━━ PROVIDED DATA

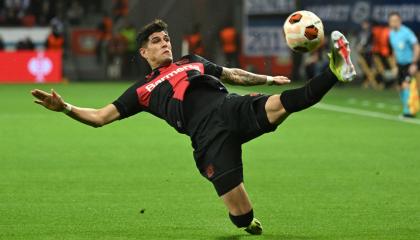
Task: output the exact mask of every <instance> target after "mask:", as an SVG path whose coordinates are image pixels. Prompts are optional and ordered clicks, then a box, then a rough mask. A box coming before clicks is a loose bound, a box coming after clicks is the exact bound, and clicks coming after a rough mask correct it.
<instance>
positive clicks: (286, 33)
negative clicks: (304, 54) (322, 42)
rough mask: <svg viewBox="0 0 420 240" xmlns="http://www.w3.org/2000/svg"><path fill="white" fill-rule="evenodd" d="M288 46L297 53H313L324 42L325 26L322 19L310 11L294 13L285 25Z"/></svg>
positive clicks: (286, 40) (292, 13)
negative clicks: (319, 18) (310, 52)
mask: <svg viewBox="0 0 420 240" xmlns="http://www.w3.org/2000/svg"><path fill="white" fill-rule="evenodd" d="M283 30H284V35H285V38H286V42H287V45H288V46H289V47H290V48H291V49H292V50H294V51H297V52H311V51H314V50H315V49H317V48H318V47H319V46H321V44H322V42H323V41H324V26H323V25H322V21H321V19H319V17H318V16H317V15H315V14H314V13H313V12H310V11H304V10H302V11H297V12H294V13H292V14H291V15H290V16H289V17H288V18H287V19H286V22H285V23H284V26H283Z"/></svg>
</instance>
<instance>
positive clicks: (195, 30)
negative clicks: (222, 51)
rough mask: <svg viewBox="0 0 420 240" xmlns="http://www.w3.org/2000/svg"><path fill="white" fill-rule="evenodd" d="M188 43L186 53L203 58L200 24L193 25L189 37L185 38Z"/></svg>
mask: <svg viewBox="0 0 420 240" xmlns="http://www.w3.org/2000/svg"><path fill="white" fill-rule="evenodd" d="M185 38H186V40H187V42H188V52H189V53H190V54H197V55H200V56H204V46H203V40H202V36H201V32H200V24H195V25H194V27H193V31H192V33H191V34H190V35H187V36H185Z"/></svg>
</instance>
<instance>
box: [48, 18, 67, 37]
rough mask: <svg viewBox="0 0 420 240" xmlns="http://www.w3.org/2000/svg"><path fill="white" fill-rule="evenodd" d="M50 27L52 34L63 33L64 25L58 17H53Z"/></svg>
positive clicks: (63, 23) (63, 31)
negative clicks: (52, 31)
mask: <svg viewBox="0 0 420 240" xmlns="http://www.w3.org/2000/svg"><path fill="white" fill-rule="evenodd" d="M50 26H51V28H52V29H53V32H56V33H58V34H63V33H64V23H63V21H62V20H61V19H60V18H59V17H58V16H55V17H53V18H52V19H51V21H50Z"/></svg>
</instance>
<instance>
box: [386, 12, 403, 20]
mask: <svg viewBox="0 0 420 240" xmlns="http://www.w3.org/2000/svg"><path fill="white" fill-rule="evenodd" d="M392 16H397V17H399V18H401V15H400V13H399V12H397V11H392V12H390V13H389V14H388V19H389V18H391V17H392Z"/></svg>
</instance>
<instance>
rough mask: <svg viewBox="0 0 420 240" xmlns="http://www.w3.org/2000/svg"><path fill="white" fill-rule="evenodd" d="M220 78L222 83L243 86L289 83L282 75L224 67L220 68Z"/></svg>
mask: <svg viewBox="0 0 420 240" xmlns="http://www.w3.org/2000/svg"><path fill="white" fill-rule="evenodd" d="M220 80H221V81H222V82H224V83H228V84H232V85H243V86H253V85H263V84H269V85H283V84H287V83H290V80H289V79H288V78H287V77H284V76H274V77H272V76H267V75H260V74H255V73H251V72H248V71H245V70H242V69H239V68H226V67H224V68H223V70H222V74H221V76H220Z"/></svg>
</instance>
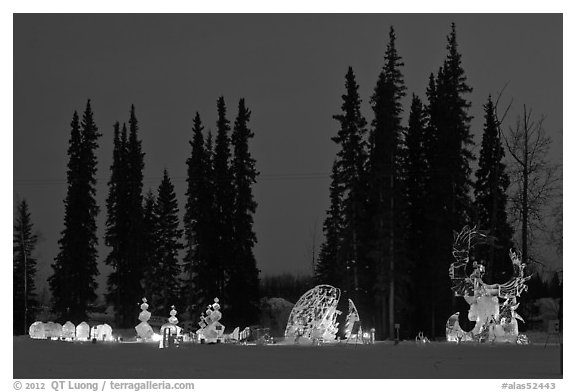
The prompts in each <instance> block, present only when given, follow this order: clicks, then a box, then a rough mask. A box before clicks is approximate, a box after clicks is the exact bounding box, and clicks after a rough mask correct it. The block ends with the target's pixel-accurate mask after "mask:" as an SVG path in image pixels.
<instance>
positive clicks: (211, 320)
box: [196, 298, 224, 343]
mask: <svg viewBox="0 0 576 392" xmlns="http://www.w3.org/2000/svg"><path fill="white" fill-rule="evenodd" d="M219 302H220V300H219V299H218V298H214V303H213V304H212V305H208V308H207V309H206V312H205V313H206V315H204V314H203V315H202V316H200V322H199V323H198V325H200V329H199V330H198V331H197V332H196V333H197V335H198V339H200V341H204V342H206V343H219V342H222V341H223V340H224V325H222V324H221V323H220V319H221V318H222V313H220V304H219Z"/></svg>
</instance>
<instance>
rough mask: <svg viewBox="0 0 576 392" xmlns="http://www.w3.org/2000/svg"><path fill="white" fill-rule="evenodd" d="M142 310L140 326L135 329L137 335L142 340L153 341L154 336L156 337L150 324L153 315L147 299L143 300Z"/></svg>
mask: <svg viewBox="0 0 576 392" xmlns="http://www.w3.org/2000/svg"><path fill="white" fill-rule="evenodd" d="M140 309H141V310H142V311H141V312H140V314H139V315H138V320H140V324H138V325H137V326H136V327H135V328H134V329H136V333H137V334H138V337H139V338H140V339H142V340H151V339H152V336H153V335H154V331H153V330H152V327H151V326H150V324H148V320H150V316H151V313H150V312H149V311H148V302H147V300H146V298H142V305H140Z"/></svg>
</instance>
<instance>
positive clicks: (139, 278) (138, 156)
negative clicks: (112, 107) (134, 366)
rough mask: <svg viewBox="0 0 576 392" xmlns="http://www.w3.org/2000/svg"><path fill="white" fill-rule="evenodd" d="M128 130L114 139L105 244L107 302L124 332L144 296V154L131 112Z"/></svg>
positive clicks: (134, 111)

━━━━

◆ PROBLEM DESCRIPTION ◆
Put every line of the records above into a Markdown table with the columns Row and Text, numbering each row and omitting blank lines. Leave the pictures out of the answer.

◆ TASK RESULT ◆
| Row | Text |
|---|---|
| 1 | Task: output the exact mask of every <instance> target after "mask:", as an SVG path whose coordinates are image pixels. Prompts are optional and ordered clicks, then a box, then a rough mask. A box coming before clicks is a loose bound, a box coming after clicks is the exact bound, and clicks coming after a rough mask correct it. |
| 2 | <instance> |
| 3 | positive clicks: (286, 33) |
| 4 | negative clicks: (304, 54) (322, 42) |
| 5 | rough mask: <svg viewBox="0 0 420 240" xmlns="http://www.w3.org/2000/svg"><path fill="white" fill-rule="evenodd" d="M288 46L297 53H313L324 42L325 26L322 19L310 11L294 13L285 25Z"/></svg> |
| 6 | positive clicks: (286, 40) (292, 13) |
| 7 | negative clicks: (319, 18) (310, 52) |
| 8 | mask: <svg viewBox="0 0 420 240" xmlns="http://www.w3.org/2000/svg"><path fill="white" fill-rule="evenodd" d="M283 30H284V35H285V38H286V42H287V45H288V46H289V47H290V48H291V49H292V50H294V51H297V52H311V51H314V50H315V49H317V48H318V47H319V46H321V44H322V42H323V41H324V26H323V25H322V21H321V19H319V17H318V16H317V15H315V14H314V13H313V12H310V11H304V10H302V11H297V12H294V13H292V14H291V15H290V16H289V17H288V18H287V19H286V22H285V23H284V26H283Z"/></svg> |
| 9 | </instance> |
| 10 | <instance> |
| 11 | positive clicks: (195, 30) |
| 12 | negative clicks: (222, 51) |
| 13 | rough mask: <svg viewBox="0 0 420 240" xmlns="http://www.w3.org/2000/svg"><path fill="white" fill-rule="evenodd" d="M188 43L186 53L203 58L200 24L193 25L189 37L185 38Z"/></svg> |
| 14 | mask: <svg viewBox="0 0 420 240" xmlns="http://www.w3.org/2000/svg"><path fill="white" fill-rule="evenodd" d="M185 38H186V40H187V42H188V52H189V53H190V54H197V55H200V56H204V46H203V40H202V36H201V32H200V24H195V25H194V27H193V31H192V33H191V34H190V35H187V36H185Z"/></svg> |
| 15 | </instance> |
| 16 | <instance> |
| 17 | box: [48, 18, 67, 37] |
| 18 | rough mask: <svg viewBox="0 0 420 240" xmlns="http://www.w3.org/2000/svg"><path fill="white" fill-rule="evenodd" d="M50 27L52 34L63 33L64 25L58 17H53Z"/></svg> |
| 19 | positive clicks: (63, 23) (63, 31) |
| 20 | negative clicks: (52, 31) |
| 21 | mask: <svg viewBox="0 0 420 240" xmlns="http://www.w3.org/2000/svg"><path fill="white" fill-rule="evenodd" d="M50 26H51V28H52V29H53V32H56V33H58V34H63V33H64V23H63V21H62V20H61V19H60V18H59V17H58V16H55V17H53V18H52V19H51V21H50Z"/></svg> |
| 22 | </instance> |
| 23 | <instance> |
| 24 | box: [386, 12, 403, 20] |
| 25 | mask: <svg viewBox="0 0 420 240" xmlns="http://www.w3.org/2000/svg"><path fill="white" fill-rule="evenodd" d="M392 16H397V17H399V18H401V15H400V13H399V12H397V11H392V12H390V13H389V14H388V19H389V18H391V17H392Z"/></svg> |
| 26 | </instance> |
| 27 | <instance> |
| 28 | rough mask: <svg viewBox="0 0 420 240" xmlns="http://www.w3.org/2000/svg"><path fill="white" fill-rule="evenodd" d="M220 78L222 83L243 86L289 83L282 75L224 67L220 68Z"/></svg> |
| 29 | mask: <svg viewBox="0 0 420 240" xmlns="http://www.w3.org/2000/svg"><path fill="white" fill-rule="evenodd" d="M220 80H221V81H222V82H224V83H228V84H232V85H243V86H253V85H263V84H269V85H283V84H287V83H290V80H289V79H288V78H287V77H284V76H274V77H272V76H267V75H260V74H255V73H251V72H248V71H245V70H242V69H239V68H226V67H224V68H223V70H222V74H221V76H220Z"/></svg> |
| 30 | </instance> |
| 31 | The prompts in each <instance> block, present only when given, follow this order: clicks, then a box, then a rough mask. A box before clicks is approximate, a box after clicks is the exact bounding box, and clicks after a rough mask correct it. The block ends with the target's pixel-accurate mask after "mask:" as an SVG path in image pixels. |
| 32 | <instance> |
| 33 | positive clicks: (211, 320) |
| 34 | box: [196, 298, 224, 343] |
| 35 | mask: <svg viewBox="0 0 576 392" xmlns="http://www.w3.org/2000/svg"><path fill="white" fill-rule="evenodd" d="M219 302H220V300H219V299H218V298H214V303H213V304H212V305H208V308H207V309H206V312H205V313H206V315H204V314H203V315H202V316H200V322H199V323H198V325H200V329H199V330H198V331H197V332H196V333H197V335H198V339H200V341H204V342H206V343H219V342H222V341H223V340H224V325H222V324H221V323H220V319H221V318H222V313H220V304H219Z"/></svg> |
| 36 | </instance> |
| 37 | <instance> |
| 38 | rough mask: <svg viewBox="0 0 576 392" xmlns="http://www.w3.org/2000/svg"><path fill="white" fill-rule="evenodd" d="M142 310L140 326L135 329L137 335L142 340L153 341L154 336L156 337L150 324L153 315L147 299L143 300Z"/></svg> |
| 39 | mask: <svg viewBox="0 0 576 392" xmlns="http://www.w3.org/2000/svg"><path fill="white" fill-rule="evenodd" d="M140 309H141V310H142V311H141V312H140V314H139V315H138V320H140V324H138V325H137V326H136V327H135V328H134V329H136V333H137V334H138V337H139V338H140V339H142V340H151V339H152V336H153V335H154V331H153V330H152V327H151V326H150V324H148V320H150V316H151V313H150V312H149V311H148V302H147V300H146V298H142V305H140Z"/></svg> |
| 40 | </instance> |
| 41 | <instance> |
| 42 | positive clicks: (139, 278) (138, 156) |
| 43 | negative clicks: (112, 107) (134, 366) |
| 44 | rough mask: <svg viewBox="0 0 576 392" xmlns="http://www.w3.org/2000/svg"><path fill="white" fill-rule="evenodd" d="M128 130L114 139L105 244L107 302L124 332L144 296V154L131 112Z"/></svg> |
| 45 | positive clicks: (134, 111) |